BEGIN

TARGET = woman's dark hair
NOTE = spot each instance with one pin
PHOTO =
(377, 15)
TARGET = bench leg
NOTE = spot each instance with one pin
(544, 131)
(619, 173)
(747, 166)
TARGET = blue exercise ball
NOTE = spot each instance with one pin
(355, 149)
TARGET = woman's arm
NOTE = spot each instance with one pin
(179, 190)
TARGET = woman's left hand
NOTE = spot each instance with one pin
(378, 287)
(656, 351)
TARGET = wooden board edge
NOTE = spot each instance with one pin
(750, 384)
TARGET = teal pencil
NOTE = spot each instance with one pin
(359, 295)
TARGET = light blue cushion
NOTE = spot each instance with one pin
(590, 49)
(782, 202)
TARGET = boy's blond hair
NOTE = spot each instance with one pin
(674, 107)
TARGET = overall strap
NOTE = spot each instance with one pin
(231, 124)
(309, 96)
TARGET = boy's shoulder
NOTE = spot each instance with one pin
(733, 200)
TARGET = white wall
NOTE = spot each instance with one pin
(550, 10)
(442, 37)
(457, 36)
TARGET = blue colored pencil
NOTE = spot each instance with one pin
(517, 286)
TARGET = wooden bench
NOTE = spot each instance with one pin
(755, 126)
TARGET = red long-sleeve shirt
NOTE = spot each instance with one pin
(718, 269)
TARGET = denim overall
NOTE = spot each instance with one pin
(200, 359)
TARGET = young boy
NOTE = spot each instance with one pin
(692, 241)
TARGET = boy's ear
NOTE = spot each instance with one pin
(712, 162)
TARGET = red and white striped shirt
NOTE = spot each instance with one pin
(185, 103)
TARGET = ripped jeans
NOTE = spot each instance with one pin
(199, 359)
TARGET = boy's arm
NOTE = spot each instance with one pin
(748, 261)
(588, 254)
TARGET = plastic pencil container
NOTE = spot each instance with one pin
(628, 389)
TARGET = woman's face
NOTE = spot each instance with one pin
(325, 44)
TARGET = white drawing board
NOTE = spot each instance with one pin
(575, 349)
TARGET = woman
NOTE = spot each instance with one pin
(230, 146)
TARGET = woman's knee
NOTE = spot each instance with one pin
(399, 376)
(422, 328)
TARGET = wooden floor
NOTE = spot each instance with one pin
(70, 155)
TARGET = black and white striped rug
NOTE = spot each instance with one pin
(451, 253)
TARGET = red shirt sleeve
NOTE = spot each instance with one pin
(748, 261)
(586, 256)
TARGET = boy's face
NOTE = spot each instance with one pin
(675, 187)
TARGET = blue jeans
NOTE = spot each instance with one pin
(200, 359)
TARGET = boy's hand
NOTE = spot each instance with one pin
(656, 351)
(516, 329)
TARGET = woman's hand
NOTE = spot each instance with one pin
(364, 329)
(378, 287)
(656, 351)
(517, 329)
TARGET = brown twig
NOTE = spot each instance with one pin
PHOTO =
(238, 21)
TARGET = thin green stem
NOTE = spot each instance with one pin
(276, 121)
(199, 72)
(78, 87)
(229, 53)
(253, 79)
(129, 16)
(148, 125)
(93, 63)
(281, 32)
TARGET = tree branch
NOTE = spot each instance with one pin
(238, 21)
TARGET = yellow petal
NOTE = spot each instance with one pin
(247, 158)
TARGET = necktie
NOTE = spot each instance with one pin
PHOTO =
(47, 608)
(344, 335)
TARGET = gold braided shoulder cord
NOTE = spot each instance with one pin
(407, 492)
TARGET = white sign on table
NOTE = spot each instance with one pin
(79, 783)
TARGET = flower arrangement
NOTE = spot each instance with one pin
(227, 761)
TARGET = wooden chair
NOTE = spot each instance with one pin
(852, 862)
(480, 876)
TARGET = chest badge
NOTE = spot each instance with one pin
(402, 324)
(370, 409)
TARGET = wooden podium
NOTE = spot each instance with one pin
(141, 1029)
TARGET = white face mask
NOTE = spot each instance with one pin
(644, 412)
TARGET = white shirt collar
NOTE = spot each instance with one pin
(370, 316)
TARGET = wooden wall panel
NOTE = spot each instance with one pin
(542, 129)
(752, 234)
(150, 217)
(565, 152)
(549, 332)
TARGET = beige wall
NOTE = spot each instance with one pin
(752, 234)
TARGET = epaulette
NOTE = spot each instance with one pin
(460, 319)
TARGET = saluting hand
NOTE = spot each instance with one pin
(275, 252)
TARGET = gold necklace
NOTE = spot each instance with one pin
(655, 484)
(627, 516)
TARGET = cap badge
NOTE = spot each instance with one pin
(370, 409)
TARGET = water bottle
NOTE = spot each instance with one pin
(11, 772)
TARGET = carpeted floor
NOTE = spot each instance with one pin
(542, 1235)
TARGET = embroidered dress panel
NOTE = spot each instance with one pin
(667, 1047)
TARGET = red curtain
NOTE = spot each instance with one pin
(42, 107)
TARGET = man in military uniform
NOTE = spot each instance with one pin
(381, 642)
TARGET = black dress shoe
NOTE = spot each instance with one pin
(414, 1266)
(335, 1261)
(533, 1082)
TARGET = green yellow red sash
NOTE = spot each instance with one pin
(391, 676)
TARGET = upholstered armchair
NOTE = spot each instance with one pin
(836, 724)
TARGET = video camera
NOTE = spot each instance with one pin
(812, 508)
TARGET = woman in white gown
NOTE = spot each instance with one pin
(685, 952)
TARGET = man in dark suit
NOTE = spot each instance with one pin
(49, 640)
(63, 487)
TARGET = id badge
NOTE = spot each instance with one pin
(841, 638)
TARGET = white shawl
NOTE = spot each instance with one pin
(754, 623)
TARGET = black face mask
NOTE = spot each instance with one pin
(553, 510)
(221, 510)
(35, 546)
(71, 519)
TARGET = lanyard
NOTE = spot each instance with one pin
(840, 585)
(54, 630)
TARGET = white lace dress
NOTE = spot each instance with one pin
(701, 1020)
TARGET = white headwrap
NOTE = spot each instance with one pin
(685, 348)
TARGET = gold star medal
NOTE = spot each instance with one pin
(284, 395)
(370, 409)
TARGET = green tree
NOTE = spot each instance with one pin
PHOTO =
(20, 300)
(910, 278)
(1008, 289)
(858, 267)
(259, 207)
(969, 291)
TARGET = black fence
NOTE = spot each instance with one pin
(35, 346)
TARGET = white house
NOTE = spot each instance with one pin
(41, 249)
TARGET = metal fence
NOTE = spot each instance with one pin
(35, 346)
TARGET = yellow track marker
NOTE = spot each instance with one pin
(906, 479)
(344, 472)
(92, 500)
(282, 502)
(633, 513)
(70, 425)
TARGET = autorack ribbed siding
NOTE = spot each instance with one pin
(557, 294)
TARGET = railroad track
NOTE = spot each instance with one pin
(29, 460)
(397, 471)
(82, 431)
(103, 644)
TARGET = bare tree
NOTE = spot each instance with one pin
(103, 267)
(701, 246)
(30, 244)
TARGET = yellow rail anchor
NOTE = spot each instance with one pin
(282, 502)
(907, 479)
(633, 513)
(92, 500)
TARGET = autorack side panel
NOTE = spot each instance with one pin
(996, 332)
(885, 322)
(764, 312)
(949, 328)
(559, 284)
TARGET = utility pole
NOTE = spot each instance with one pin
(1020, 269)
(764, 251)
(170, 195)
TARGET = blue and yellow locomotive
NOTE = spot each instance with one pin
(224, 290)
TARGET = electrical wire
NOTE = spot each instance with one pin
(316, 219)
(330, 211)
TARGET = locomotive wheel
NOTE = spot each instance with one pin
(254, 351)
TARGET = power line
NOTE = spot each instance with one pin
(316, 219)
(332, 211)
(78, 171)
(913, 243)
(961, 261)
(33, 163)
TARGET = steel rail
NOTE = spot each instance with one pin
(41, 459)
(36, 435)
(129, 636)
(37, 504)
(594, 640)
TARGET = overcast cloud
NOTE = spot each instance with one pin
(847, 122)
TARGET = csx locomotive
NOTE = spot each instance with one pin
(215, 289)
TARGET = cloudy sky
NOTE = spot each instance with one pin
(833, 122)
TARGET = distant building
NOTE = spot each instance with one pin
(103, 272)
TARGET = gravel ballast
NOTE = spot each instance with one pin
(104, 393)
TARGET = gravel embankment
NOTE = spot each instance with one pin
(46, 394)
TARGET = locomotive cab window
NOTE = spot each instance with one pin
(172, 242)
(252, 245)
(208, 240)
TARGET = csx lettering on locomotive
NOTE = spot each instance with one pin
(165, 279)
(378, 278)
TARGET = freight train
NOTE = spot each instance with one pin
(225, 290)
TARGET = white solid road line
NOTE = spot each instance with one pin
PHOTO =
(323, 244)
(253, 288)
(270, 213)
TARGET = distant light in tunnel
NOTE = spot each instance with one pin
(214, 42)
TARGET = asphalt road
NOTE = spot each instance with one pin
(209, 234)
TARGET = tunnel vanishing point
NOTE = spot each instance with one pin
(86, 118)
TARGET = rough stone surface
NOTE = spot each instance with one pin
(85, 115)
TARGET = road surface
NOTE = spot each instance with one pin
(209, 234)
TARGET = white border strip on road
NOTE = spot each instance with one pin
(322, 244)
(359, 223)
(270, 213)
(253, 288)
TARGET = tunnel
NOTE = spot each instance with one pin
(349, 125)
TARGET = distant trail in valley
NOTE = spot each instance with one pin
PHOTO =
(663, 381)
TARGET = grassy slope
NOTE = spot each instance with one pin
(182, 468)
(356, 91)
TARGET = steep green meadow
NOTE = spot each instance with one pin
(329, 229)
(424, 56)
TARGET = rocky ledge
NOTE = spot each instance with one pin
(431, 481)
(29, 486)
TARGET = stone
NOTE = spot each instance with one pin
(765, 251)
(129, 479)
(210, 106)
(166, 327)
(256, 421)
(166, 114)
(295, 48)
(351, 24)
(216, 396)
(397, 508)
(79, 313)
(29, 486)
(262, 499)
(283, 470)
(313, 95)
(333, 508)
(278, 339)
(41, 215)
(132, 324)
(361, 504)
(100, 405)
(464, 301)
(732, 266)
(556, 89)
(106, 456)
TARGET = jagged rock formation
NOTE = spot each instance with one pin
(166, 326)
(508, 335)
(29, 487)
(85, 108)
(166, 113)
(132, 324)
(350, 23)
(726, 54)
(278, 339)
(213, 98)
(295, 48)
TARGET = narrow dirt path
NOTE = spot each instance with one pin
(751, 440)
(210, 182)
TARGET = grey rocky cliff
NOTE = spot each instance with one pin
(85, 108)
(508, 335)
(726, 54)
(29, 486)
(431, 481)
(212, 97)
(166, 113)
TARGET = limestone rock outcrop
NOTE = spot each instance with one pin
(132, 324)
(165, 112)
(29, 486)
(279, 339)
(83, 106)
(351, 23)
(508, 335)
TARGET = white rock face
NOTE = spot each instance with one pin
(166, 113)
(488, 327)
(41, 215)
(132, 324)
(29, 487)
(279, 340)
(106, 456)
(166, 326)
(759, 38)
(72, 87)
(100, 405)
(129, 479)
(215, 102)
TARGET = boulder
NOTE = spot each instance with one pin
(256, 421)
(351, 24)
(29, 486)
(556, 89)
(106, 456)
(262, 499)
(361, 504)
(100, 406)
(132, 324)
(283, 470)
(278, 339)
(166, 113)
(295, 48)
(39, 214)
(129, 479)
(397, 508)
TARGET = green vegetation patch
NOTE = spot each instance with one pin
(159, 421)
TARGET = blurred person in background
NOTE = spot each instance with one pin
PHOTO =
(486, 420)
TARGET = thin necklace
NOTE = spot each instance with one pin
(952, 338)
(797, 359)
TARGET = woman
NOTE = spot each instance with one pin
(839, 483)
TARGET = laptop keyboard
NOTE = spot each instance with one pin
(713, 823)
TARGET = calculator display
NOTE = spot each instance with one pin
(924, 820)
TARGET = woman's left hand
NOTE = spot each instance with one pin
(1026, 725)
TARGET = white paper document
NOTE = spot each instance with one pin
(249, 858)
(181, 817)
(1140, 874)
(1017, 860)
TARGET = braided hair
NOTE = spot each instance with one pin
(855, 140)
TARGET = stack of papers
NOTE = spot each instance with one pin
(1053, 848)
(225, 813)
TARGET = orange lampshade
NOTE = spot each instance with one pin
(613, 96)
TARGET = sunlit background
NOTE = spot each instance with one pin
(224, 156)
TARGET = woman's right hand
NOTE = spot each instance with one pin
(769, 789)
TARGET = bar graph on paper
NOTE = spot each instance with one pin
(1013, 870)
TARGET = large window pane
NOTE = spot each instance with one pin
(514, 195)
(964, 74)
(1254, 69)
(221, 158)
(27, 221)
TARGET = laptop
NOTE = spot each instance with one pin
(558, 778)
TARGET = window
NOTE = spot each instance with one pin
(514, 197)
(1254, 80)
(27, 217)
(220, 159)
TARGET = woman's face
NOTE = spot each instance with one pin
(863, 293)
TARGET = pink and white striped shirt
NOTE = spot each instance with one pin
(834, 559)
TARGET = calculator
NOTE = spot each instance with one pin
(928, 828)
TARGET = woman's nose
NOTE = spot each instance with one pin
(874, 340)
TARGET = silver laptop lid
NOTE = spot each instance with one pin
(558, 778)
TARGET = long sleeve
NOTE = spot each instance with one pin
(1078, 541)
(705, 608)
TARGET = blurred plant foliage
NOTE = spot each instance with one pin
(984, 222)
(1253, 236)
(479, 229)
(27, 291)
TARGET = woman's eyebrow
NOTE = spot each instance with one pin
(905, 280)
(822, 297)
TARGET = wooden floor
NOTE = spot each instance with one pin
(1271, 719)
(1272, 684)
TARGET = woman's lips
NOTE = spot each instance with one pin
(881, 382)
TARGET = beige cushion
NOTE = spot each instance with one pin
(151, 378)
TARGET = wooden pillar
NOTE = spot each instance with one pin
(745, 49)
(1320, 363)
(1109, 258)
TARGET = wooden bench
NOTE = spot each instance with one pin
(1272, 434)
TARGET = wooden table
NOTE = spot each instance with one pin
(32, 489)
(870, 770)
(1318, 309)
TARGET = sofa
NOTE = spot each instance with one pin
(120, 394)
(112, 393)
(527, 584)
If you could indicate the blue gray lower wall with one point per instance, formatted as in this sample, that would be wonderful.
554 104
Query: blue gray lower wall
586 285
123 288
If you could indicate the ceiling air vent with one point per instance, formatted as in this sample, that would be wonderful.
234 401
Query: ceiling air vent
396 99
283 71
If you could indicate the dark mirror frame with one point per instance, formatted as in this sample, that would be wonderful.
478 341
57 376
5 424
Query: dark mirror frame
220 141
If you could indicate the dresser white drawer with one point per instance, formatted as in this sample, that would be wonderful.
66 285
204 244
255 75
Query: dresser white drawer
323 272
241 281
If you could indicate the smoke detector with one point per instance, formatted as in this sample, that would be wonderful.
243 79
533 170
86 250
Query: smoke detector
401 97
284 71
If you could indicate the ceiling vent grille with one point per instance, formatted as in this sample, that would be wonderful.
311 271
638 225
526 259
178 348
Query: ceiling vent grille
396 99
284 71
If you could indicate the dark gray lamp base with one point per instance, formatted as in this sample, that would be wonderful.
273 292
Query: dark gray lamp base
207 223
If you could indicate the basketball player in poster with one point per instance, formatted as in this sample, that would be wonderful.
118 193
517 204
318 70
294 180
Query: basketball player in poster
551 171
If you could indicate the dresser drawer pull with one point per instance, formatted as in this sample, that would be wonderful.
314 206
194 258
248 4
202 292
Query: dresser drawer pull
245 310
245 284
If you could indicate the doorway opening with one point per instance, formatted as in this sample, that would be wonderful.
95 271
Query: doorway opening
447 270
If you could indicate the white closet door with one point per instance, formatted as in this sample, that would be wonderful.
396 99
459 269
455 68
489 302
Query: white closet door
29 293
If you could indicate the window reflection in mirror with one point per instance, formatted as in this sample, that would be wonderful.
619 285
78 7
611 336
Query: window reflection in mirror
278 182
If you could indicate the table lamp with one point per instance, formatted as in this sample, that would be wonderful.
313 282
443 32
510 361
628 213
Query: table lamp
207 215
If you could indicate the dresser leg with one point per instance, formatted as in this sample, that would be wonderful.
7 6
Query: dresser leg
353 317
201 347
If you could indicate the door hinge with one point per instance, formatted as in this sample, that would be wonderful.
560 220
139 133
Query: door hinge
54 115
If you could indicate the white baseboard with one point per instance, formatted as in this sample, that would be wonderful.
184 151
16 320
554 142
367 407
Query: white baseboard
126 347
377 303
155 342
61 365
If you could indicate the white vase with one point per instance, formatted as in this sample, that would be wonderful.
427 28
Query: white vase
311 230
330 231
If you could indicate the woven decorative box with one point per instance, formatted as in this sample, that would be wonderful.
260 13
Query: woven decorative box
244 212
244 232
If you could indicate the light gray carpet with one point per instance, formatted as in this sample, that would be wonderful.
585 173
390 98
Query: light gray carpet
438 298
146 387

END

• **Job**
Return exactly the lines from the one containing "If you could indicate the doorway" to the last line of the data, and nothing more.

• **Expected answer**
If you could indicate the doorway opening with one point per instance, formatted as in this sample, that would be wonderful.
95 271
Query: doorway opening
447 270
If you could indicate the white closet door with one point per instance, formatted as in this sample, that would be wonderful.
396 99
459 269
455 68
489 302
Query: white closet door
29 293
If you could indicate the window reflection in mirror with one point per instance, formatted as in this sample, that would be wonderful.
619 285
78 7
611 336
Query: window reflection in mirror
278 182
If you could indicate the table lamp with one point per instance, formatted as in this sample, that would be wonderful.
313 282
443 32
510 361
628 213
Query: table lamp
207 215
If you could indicate the dresser leg with one point per instance, formatted as in this sample, that would be wonderful.
7 6
Query: dresser leg
353 317
201 347
If you could indicate the door hinge with one point per instance, formatted as in this sample, that would be wonderful.
560 220
139 133
Query: door hinge
54 115
If you could indicate the white baseboard with one point per instance, formatted as in this sample, that would be wonderful.
184 151
16 320
554 142
367 407
Query: white baseboard
126 347
377 303
155 342
61 365
If you could indicate the white vase with one point per instance, formatted as in this sample, that would be wonderful.
427 28
Query: white vase
311 230
330 231
If you could indicate the woven decorative box with one point per instance, formatted as in this sample, that would be wonderful.
260 13
Query: woven decorative box
244 212
244 232
If you could indicate the light gray carpet with one point per instance, formatted as in this sample, that would be wonderful.
585 173
390 98
Query: light gray carpet
438 298
146 387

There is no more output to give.